[Description of the task]
Turn the data below, from the line with "of the louvered" up to and including the line with "<point>151,104</point>", into a numbered list with any blank lines dropped.

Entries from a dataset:
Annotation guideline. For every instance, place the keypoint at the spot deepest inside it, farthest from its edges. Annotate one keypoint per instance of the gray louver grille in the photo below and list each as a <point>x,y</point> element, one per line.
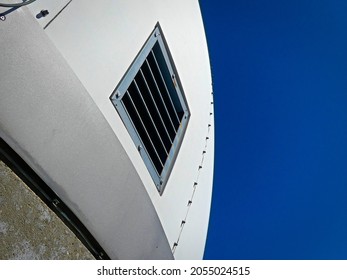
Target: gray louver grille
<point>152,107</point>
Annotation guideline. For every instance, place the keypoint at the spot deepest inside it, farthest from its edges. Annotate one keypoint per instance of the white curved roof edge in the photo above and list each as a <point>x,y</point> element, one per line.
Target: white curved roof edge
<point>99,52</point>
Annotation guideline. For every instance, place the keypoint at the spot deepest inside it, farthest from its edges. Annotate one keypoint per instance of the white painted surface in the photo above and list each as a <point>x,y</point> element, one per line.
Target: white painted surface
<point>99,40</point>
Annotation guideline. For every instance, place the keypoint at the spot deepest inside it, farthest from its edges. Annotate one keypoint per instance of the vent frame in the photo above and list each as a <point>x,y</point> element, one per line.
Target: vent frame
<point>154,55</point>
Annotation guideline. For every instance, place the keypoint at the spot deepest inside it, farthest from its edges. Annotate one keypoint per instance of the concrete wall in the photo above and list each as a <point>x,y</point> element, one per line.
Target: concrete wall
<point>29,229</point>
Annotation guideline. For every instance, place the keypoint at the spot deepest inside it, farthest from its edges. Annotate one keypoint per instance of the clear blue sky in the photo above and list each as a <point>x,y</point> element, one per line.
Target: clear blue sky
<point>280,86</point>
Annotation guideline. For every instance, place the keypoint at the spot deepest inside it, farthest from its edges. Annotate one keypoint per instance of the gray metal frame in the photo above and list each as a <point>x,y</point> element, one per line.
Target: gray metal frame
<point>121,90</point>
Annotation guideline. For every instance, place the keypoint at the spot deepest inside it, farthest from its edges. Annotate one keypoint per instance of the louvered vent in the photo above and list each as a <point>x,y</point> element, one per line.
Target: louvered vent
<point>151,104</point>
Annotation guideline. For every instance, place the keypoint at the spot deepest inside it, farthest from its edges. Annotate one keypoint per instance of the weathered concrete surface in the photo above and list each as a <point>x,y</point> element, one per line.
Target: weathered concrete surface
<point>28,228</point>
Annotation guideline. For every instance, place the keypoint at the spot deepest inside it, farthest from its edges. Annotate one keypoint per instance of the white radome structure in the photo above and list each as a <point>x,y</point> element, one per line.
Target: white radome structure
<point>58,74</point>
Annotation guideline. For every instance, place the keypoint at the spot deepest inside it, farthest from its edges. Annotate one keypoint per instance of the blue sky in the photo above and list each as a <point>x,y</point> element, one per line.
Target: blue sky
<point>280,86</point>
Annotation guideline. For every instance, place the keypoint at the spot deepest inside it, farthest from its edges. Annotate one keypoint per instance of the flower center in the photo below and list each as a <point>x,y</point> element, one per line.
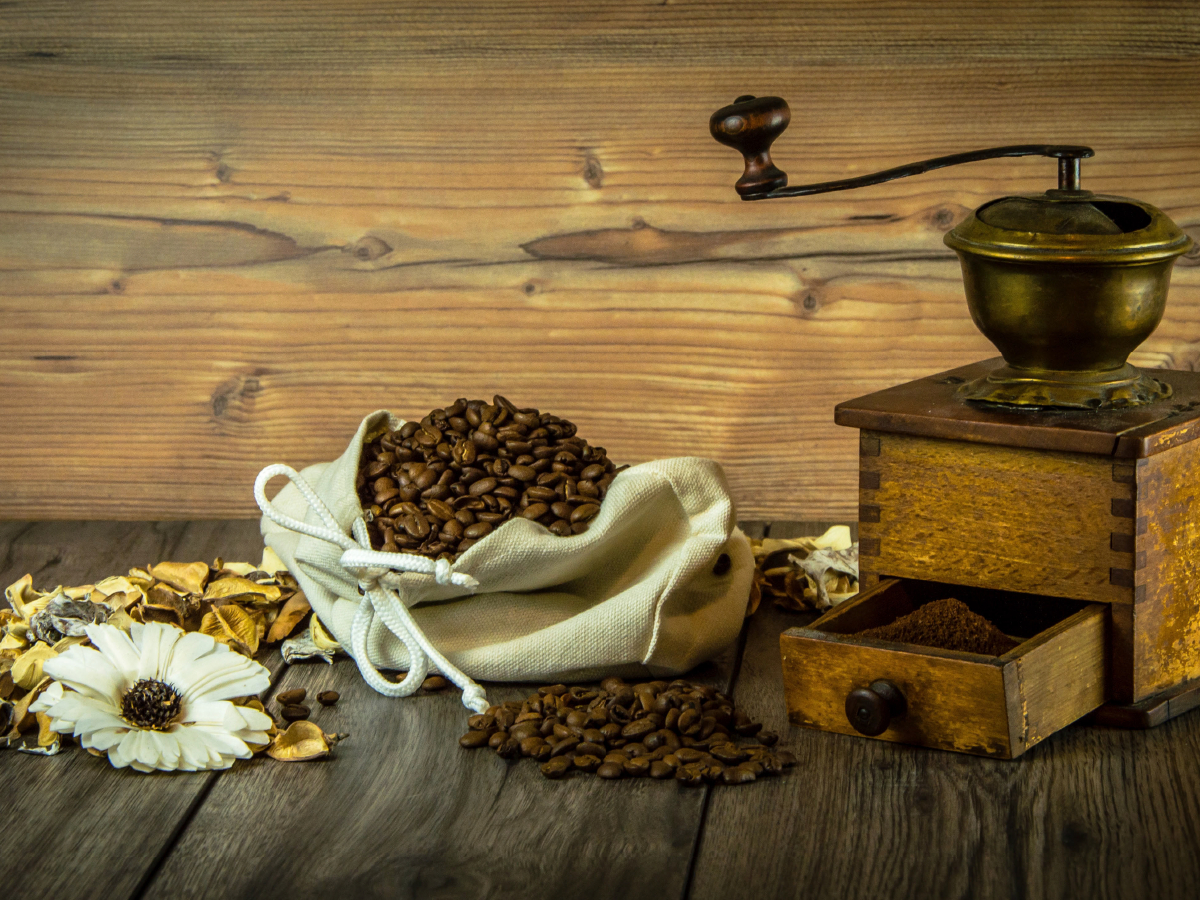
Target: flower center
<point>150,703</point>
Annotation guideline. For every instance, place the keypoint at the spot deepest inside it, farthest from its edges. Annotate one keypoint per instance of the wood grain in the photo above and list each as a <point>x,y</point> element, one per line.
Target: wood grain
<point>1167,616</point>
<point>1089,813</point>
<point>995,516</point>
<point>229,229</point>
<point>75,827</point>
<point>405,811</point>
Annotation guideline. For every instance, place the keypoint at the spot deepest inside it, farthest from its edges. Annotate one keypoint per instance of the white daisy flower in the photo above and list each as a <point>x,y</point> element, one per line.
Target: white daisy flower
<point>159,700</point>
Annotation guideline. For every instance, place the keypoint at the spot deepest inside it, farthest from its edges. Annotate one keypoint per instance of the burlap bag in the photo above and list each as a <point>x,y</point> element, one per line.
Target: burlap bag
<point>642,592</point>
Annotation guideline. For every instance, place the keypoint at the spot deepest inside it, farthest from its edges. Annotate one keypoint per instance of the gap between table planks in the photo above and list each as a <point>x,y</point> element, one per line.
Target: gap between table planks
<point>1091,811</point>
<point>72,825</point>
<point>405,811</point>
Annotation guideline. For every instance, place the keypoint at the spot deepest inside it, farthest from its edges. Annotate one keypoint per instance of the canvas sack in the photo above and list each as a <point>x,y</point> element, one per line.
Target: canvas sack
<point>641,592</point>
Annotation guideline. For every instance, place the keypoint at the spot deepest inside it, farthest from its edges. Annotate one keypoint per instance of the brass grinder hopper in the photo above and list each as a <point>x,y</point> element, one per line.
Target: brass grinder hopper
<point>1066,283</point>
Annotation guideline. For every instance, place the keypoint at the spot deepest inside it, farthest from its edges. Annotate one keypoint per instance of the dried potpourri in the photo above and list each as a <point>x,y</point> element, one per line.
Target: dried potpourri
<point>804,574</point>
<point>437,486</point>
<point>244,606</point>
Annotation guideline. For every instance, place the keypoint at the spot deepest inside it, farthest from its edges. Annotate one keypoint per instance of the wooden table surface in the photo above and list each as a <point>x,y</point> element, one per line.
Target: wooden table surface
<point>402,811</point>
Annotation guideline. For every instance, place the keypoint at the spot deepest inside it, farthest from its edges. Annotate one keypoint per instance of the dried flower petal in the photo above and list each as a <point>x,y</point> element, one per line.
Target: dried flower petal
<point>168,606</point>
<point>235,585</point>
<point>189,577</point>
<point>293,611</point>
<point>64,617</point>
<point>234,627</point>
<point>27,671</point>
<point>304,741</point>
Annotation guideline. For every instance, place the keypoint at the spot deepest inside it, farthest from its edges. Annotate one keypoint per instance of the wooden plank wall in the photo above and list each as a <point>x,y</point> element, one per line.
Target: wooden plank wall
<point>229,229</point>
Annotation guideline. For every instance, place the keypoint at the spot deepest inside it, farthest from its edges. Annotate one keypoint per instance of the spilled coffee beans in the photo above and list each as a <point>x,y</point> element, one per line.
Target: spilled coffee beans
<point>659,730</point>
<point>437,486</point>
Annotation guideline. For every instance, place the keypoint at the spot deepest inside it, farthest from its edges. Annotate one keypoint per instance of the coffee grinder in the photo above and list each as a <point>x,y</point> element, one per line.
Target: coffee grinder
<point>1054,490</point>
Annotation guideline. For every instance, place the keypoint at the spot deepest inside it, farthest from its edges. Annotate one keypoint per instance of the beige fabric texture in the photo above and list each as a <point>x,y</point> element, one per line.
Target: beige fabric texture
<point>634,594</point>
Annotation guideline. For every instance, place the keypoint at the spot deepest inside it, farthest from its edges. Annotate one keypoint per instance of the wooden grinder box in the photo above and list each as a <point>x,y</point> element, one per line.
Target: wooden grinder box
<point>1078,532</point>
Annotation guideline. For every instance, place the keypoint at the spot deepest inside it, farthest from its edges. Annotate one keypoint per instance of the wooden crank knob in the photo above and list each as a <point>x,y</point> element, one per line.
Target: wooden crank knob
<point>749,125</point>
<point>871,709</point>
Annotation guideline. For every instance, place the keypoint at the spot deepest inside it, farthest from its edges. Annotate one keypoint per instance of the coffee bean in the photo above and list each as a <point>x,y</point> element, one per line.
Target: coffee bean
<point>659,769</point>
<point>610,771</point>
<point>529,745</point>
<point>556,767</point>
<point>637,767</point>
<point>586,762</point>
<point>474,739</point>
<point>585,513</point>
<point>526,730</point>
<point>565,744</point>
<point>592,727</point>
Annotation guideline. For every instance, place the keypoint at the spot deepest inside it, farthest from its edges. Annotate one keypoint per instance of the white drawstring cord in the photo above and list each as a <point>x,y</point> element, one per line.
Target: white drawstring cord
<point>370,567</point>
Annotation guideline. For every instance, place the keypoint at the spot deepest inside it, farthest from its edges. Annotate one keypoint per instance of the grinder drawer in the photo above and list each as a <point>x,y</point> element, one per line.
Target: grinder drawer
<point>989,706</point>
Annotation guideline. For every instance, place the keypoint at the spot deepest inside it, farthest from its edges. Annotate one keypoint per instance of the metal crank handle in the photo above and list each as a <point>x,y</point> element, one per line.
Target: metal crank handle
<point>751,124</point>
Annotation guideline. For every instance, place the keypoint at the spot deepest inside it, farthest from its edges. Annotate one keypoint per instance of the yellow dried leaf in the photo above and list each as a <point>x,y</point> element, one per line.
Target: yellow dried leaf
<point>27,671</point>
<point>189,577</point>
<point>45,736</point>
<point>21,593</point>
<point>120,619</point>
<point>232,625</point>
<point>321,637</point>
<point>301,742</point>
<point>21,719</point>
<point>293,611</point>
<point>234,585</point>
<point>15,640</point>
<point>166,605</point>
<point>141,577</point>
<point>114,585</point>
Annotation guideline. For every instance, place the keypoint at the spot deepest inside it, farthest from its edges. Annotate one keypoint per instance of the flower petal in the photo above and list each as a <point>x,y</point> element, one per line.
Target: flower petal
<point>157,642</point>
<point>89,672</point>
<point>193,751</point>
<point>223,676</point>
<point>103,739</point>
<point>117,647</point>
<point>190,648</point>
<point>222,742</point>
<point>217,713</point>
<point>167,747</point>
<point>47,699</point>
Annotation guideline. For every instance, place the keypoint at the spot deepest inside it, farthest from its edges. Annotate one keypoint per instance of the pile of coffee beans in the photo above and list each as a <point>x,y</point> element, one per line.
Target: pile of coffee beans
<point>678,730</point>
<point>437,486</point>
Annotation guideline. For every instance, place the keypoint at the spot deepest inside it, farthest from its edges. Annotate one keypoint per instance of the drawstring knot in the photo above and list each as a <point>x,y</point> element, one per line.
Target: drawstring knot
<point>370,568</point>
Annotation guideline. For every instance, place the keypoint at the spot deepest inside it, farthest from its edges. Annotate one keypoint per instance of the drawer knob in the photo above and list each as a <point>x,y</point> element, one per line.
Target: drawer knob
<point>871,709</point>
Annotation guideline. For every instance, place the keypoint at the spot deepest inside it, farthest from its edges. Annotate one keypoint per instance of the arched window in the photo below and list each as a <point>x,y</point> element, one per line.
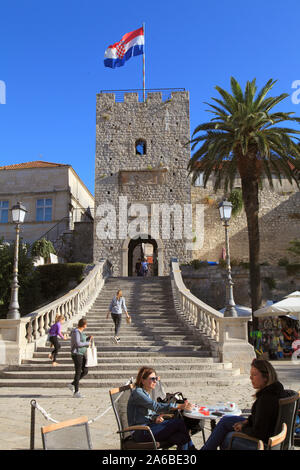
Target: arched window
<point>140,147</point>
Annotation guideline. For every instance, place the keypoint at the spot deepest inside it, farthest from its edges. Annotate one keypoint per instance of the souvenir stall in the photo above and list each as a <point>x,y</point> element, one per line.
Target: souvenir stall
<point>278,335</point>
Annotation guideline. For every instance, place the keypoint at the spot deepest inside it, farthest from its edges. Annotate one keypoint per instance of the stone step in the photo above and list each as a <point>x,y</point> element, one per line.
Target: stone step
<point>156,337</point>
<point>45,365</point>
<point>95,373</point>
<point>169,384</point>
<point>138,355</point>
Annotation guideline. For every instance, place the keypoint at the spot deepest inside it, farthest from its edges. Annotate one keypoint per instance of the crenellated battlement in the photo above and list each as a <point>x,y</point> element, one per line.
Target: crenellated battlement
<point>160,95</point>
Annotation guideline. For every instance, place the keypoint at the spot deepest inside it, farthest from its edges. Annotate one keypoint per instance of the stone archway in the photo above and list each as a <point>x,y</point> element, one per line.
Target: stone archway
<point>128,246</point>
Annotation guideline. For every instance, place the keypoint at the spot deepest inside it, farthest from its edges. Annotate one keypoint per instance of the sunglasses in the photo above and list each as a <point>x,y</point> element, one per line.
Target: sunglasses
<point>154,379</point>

[Result of the exercise]
1. Annotation guideline. For every instance, place the keypoint at the spot deepest inside it, farthest from its edges. Annotate one keypoint per instance of the louvered vent in the photo above and list each as a <point>x,y</point> element, one per line.
2. Target: louvered vent
3. <point>151,104</point>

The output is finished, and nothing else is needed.